What you should do:
Identify the line with "Put a dot on the blue"; copy word for word that line and every one after it, to the end of the listing. Exclude pictures.

[Object position labeling entries]

◇ ◇ ◇ ◇ ◇ ◇ ◇

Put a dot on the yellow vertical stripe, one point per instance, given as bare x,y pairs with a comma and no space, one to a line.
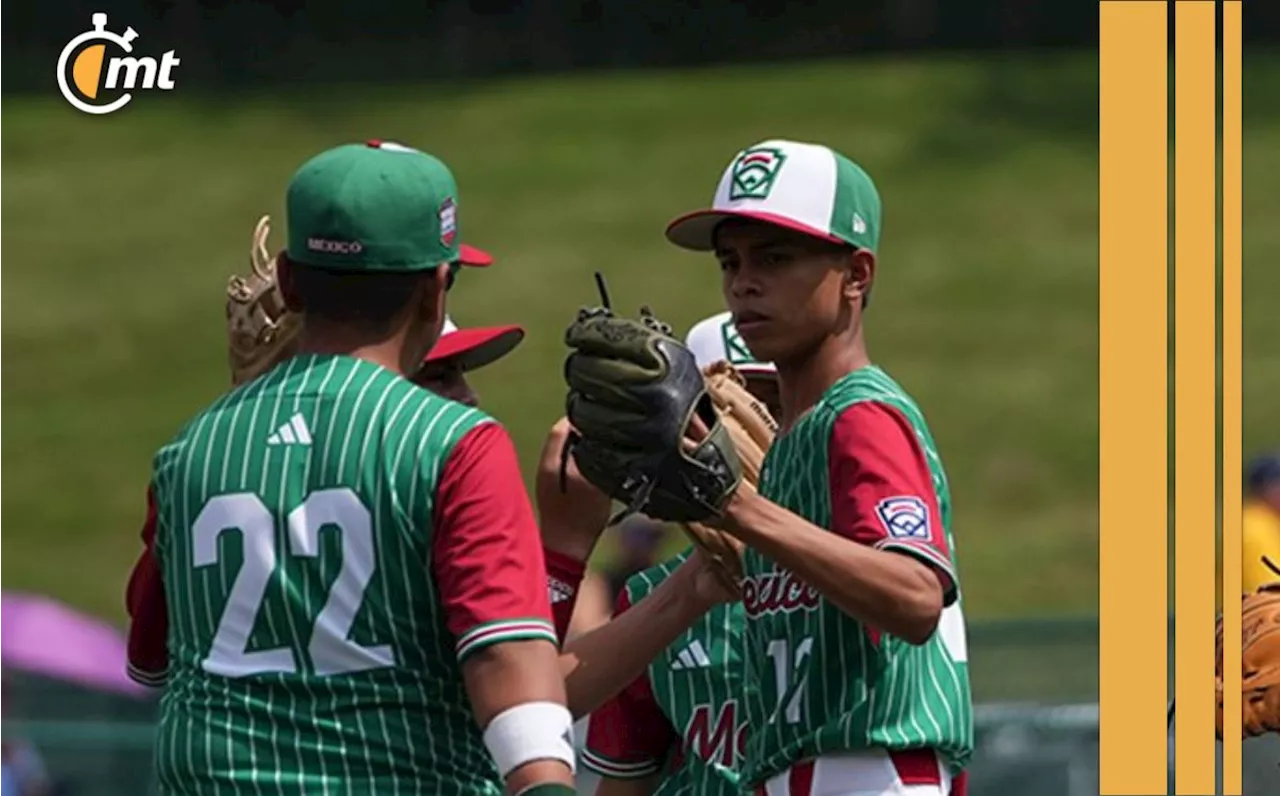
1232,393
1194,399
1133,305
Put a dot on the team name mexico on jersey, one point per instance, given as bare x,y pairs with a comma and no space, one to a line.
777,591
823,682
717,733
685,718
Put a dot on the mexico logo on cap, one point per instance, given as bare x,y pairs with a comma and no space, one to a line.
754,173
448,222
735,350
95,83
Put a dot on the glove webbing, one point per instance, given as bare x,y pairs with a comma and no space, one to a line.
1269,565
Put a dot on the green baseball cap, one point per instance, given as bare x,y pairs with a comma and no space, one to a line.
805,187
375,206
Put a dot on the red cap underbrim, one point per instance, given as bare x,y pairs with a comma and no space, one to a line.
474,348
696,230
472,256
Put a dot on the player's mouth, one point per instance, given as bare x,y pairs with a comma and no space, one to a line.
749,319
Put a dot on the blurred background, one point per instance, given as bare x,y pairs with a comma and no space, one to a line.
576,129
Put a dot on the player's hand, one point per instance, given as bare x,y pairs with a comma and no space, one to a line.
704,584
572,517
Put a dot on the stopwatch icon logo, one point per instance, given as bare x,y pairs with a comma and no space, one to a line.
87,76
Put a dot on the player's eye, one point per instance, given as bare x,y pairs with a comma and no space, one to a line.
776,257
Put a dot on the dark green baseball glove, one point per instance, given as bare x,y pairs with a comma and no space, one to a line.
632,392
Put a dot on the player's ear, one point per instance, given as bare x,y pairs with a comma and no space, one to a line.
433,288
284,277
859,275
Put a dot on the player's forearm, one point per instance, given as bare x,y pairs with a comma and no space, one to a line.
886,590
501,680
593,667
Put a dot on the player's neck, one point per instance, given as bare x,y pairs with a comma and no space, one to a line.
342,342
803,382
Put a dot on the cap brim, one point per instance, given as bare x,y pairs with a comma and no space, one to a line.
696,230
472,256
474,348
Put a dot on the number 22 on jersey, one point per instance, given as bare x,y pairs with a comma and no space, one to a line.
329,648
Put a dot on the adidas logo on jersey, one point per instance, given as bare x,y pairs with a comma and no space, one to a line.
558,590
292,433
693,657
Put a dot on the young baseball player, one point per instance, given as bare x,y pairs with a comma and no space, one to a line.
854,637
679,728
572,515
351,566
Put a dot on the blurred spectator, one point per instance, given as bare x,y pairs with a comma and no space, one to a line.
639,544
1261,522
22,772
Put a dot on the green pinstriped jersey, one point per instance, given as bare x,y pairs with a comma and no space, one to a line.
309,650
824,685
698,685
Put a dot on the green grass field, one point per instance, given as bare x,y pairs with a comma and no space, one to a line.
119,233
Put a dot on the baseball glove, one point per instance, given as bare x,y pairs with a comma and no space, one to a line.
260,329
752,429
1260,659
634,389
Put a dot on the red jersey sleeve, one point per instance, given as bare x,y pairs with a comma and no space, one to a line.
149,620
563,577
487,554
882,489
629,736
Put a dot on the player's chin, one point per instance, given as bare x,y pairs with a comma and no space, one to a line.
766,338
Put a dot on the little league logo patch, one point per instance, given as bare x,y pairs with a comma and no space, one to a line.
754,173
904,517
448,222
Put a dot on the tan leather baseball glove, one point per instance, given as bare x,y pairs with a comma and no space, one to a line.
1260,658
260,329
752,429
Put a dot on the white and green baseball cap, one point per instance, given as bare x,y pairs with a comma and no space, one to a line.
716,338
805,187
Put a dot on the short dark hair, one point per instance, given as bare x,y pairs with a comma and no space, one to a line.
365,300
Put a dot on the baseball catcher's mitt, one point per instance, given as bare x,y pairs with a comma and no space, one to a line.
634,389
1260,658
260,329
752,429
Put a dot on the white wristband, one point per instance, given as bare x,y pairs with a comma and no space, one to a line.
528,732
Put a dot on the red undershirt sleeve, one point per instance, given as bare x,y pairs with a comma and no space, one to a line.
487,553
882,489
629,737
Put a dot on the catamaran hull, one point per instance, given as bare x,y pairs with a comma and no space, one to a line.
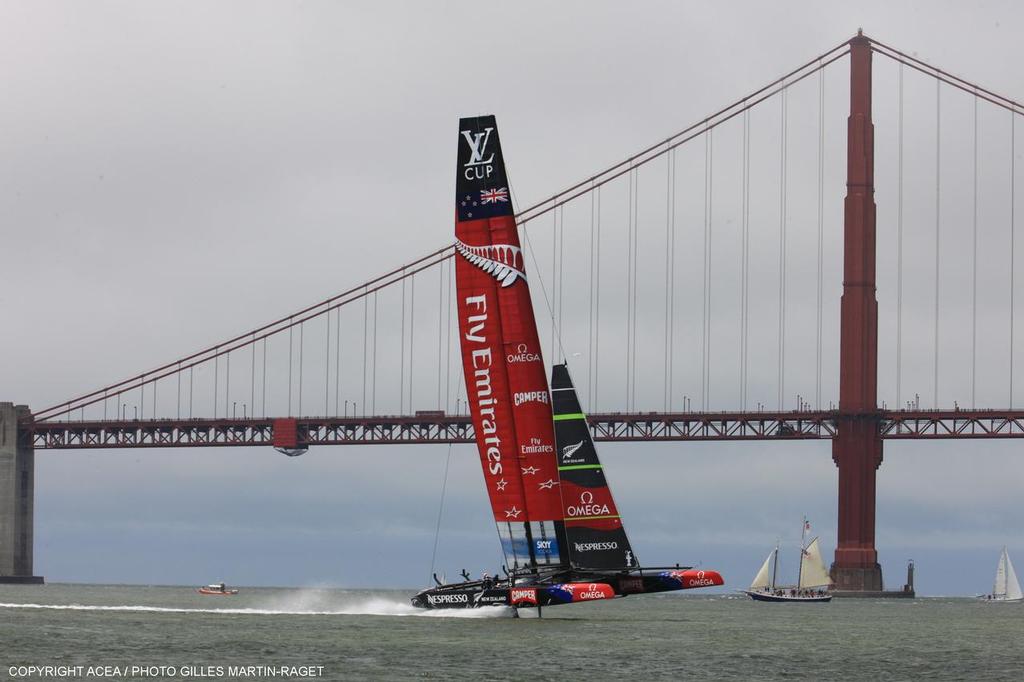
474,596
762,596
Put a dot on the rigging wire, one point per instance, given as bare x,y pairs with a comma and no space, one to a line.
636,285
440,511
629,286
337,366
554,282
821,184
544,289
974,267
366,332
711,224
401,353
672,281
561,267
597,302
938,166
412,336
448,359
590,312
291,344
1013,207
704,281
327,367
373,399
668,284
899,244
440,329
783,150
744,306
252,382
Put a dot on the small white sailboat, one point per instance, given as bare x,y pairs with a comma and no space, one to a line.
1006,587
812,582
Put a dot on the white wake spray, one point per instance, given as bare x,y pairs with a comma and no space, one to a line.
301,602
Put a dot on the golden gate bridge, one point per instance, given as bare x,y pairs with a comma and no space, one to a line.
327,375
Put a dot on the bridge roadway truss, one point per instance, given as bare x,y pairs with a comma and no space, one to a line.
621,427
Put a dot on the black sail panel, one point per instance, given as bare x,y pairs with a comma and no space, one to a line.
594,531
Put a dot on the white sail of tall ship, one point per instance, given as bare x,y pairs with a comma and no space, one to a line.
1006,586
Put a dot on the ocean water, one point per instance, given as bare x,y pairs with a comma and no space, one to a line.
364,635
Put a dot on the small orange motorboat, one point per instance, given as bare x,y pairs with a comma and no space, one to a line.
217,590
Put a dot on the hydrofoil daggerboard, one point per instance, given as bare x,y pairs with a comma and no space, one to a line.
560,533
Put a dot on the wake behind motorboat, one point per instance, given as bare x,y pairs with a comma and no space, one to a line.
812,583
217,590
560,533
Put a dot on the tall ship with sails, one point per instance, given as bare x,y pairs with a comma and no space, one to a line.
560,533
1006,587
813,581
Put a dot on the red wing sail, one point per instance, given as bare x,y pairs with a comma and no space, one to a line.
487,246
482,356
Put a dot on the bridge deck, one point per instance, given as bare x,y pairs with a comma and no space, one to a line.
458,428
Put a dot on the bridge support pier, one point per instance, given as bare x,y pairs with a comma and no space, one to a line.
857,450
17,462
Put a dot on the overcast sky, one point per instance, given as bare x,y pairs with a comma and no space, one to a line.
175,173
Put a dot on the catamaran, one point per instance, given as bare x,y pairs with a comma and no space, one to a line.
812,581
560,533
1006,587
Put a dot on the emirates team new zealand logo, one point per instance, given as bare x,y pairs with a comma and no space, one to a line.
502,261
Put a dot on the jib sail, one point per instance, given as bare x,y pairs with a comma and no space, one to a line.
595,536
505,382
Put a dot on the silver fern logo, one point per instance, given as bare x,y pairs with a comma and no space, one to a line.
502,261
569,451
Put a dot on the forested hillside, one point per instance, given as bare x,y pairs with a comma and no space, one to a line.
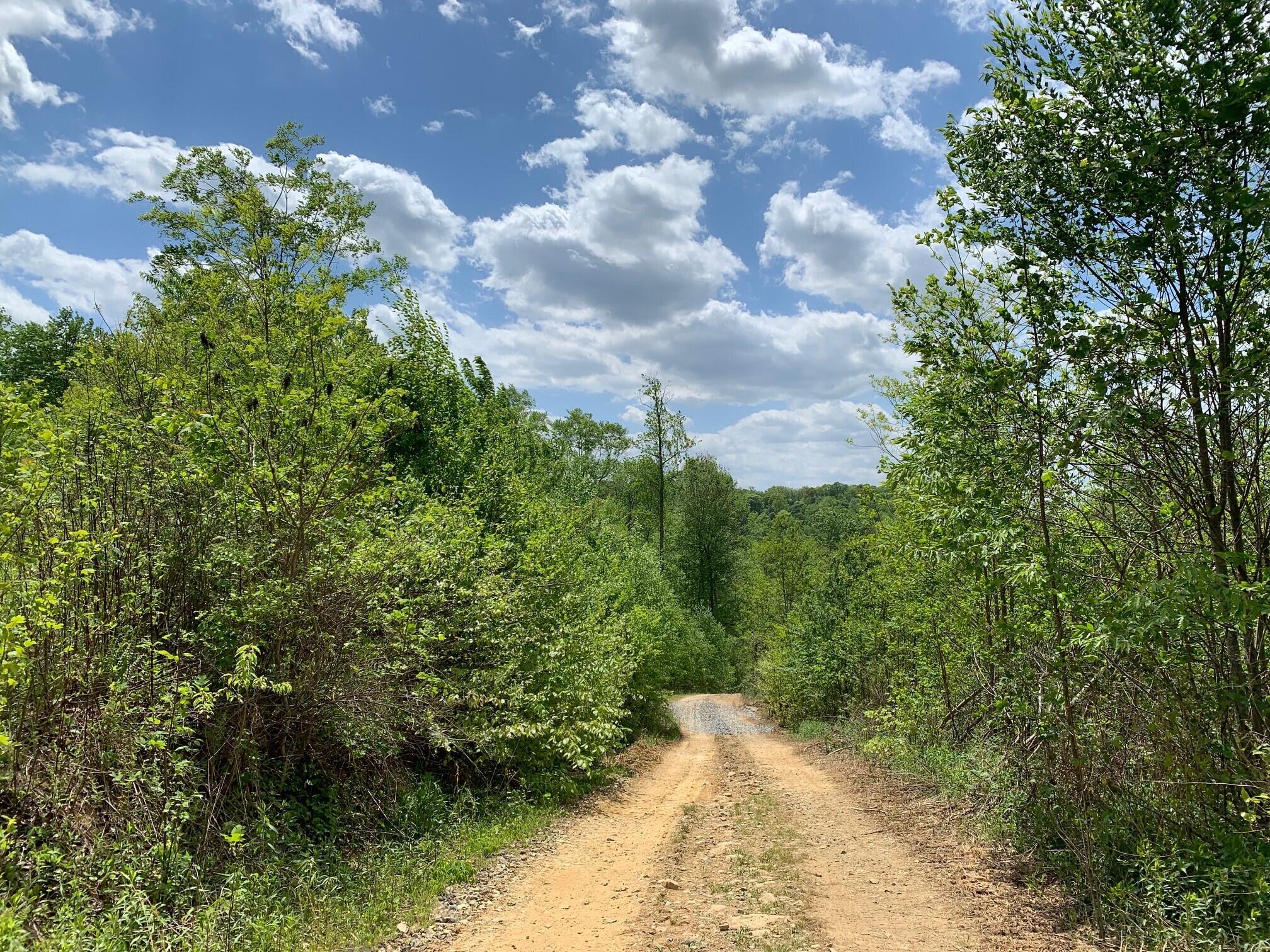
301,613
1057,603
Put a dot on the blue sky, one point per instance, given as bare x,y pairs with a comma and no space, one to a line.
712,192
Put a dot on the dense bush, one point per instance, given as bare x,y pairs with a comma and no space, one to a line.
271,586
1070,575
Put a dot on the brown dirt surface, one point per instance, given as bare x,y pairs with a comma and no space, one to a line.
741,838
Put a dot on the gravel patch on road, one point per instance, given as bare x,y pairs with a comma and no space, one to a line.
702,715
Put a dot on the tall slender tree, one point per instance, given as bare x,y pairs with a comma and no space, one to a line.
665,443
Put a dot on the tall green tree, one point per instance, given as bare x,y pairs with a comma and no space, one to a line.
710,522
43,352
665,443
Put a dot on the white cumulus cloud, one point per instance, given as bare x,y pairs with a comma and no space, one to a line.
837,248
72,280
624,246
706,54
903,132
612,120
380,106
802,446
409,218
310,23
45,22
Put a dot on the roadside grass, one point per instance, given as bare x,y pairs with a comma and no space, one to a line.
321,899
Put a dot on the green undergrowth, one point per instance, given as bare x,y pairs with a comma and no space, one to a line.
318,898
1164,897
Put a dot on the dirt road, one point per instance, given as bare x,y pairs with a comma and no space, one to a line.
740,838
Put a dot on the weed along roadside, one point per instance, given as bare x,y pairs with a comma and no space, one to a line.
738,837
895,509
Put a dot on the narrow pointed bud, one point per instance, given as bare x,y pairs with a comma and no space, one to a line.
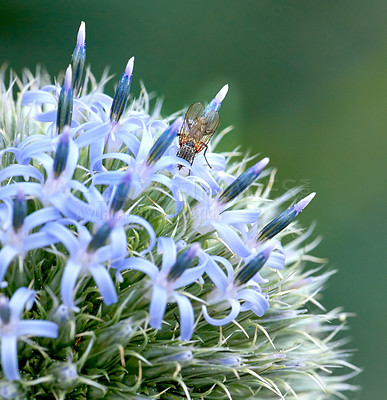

◇ ◇ ◇ ◇ ◇ ◇ ◇

Answer below:
Put a dot on the blue sky, one point per instance, given as bare x,y pairs with a comma and no space, one to a line.
712,192
Put a dot on the dense bush, one point per instance, given as bare x,y pairs with a comma and no space, one to a line.
271,586
1070,575
Put a dot on the brown dirt surface, one point per instance, given as bare x,y pairs with a comma and no space, one to a line.
741,838
Put a dot on the gravel patch on road, one point per instance, given as bare x,y pairs with a comma and no space, one to a line.
702,715
Put a dot on the tall slender tree, one point per instance, given as bare x,y pairs with a comma and no space, one to a line.
665,443
Put a dot on the tall green tree, one point per instance, given as bare x,y pairs with a comma and no space, one to a line.
710,522
43,352
665,443
Put a dot on the white cumulus cloud, one point per instance, given as bare x,y pairs with a comma and no space, one to a line.
837,248
72,280
624,246
706,54
903,132
612,120
380,106
802,446
409,218
310,23
45,22
Put a dot on the roadside grass, one point per instance, given as bare x,y pairs with a comma and no space, one to a line.
321,899
Put a dot on the green undergrowth, one point per instance, given as bare x,y pairs with a comma and no space, one to a line.
318,898
1164,897
Put a dot on the dirt road, one point per instance, given as bare x,y pairs with a comma and no space, one to a line.
740,838
Put a dot on the weed along roadside, one point per instance, given as bare x,y pairs with a comma and no space, one to a line.
738,837
895,509
Put a dot on the narrow pointed bud, one point per instance, given as bare x,y pairs with a comma and no space, one to a line.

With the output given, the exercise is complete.